__Bloc de texte__:
*****

Situation de l'Agriculture
en Algérie
C'est un fait d'évidence qu'en Algérie
la plus grande partie de la population vit, directement ou indirectement,
du sol. De tout temps, les produits agricoles ou forestiers : vins, céréales,
fruits, primeurs, moutons, alfa, liège, etc... ont représenté,
avec les phosphates et le minerai de fer, l a presque totalité
des exportations.
A l'importation, l'Algérie demandait à la Métropole,
aux autres pays de l'Empire ou à l'étranger : du sucre,
du riz, des huiles de graines, des produits laitiers, des bois, des huiles
minérales et essences, du charbon, des tissus de coton, des vêtements,
de la lingerie, des automobiles et des machines de toutes sortes.
ÉVOLUTION DE LA SITUATION DE 1940 A 1942.
Dès le pénible armistice de 1940, les agriculteurs algériens
européens et indigènes suivirent les conseils des services
techniques de l'Administration algérienne relatifs à l'orientation
qu'il convenait de donner à leur activité, dont le but essentiel
fut et continue d'être, d'assurer une production maxima de denrées
alimentaires de première nécessité, tant pour la
satisfaction des besoins propres du pays qu'en vue d'apporter au ravitaillement
de la Métropole une contribution qui soit la plus élevée
possible.
Pourtant, les difficultés de tous ordres qu'ils rencontrent pour
assurer l'exploitation intensive de leurs domaines sont allées
s'aggravant, et malgré quelques améliorations récentes
des moyens de production (carburants, engrais, produits anticryptogamiques),
il faut encore se garder de surestimer les possibilités de l'Algérie,
qui doit avant tout s'efforcer d'élever le standing d'existence
de sa population autochtone demeuré encore assez bas.
Indépendamment des chutes de rendements dues à la pénurie
de certains produits et outillages et notamment du matériel de
culture mécanique d'importation dont l'agriculture européenne,
très " mécanisée ", fait depuis de nombreuses
années un large emploi, certains facteurs naturels limitent l'extension
des cultures et les résultats qu'on peut en attendre.
" L'influence décisive du climat saisonnier ne peut permettre
de prévoir avec certitude, d'une campagne sur l'autre, l'ordre
de grandeur que peut atteindre annuellement la satisfaction des besoins
propres à l'Algérie et, à fortiori, la part contributive
sur laquelle peut compter la Métropole. La succession caractéristique
en dents de scie des graphiques de nos productions et de nos exportations,
l'allure symptomatique de nos importations périodiques montrent
trop que notre économie est irrégulière, que si notre
agriculture connaît des années exceptionnelles et pléthoriques
(au cours desquelles nos récoltes excédentaires déséquilibraient
les marchés), elle connaît trop souvent des années
déficitaires nécessitant des importations massives et pressantes
de diverses denrées alimentaires ".

*****

__Actions demandées__:
(A) Répondez brièvement d'après le texte sur l'agriculture en Algérie :
(i) Avec quels produits les produits agricoles ou forestiers formaient-ils la presque totalité des exportations ?
(ii) Quels moyens de production ont connu quelques améliorations récentes ?
(iii) Qu'est-ce que les années déficitaires rendent nécessaire ?
(B) Recopiez le passage du texte sur l'agriculture en Algérie qui va de « Situation de l'Agriculture » jusqu'à « 1940 A 1942. » inclus.
Il n'est pas nécessaire de consulter les enregistrements.

*****

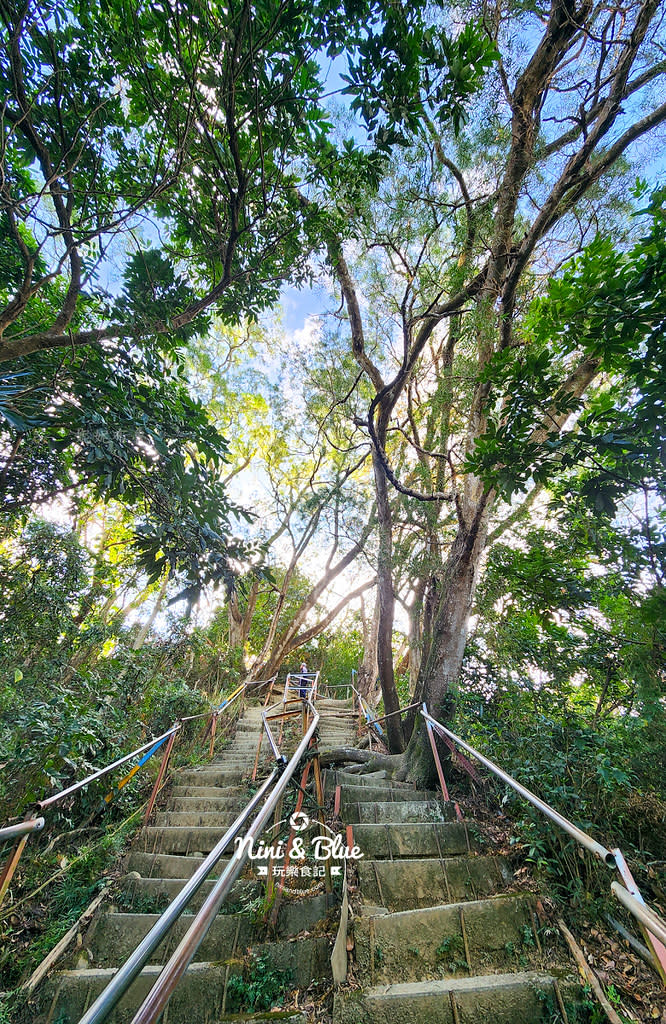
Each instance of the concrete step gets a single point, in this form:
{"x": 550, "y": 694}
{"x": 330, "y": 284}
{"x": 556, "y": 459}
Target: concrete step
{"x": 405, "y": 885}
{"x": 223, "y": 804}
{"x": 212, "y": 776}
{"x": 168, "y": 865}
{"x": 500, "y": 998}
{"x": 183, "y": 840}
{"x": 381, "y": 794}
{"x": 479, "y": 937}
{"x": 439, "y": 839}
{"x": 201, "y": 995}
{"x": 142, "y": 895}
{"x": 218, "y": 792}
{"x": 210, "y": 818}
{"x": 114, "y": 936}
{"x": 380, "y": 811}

*****

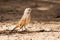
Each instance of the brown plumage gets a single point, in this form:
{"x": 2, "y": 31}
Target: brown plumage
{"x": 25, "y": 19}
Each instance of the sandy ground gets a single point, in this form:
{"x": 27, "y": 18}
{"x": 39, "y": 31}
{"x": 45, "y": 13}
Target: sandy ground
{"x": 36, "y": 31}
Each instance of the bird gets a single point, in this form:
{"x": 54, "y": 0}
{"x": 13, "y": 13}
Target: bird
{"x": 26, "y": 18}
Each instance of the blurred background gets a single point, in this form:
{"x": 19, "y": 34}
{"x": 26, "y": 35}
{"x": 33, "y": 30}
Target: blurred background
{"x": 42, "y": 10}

*****

__Liste des réponses__:
(A)
(i) Avec les phosphates et le minerai de fer.
(ii) Les carburants, les engrais et les produits anticryptogamiques.
(iii) Des importations massives et pressantes de diverses denrées alimentaires.

(B)
Situation de l'Agriculture
en Algérie
C'est un fait d'évidence qu'en Algérie
la plus grande partie de la population vit, directement ou indirectement,
du sol. De tout temps, les produits agricoles ou forestiers : vins, céréales,
fruits, primeurs, moutons, alfa, liège, etc... ont représenté,
avec les phosphates et le minerai de fer, l a presque totalité
des exportations.
A l'importation, l'Algérie demandait à la Métropole,
aux autres pays de l'Empire ou à l'étranger : du sucre,
du riz, des huiles de graines, des produits laitiers, des bois, des huiles
minérales et essences, du charbon, des tissus de coton, des vêtements,
de la lingerie, des automobiles et des machines de toutes sortes.
ÉVOLUTION DE LA SITUATION DE 1940 A 1942.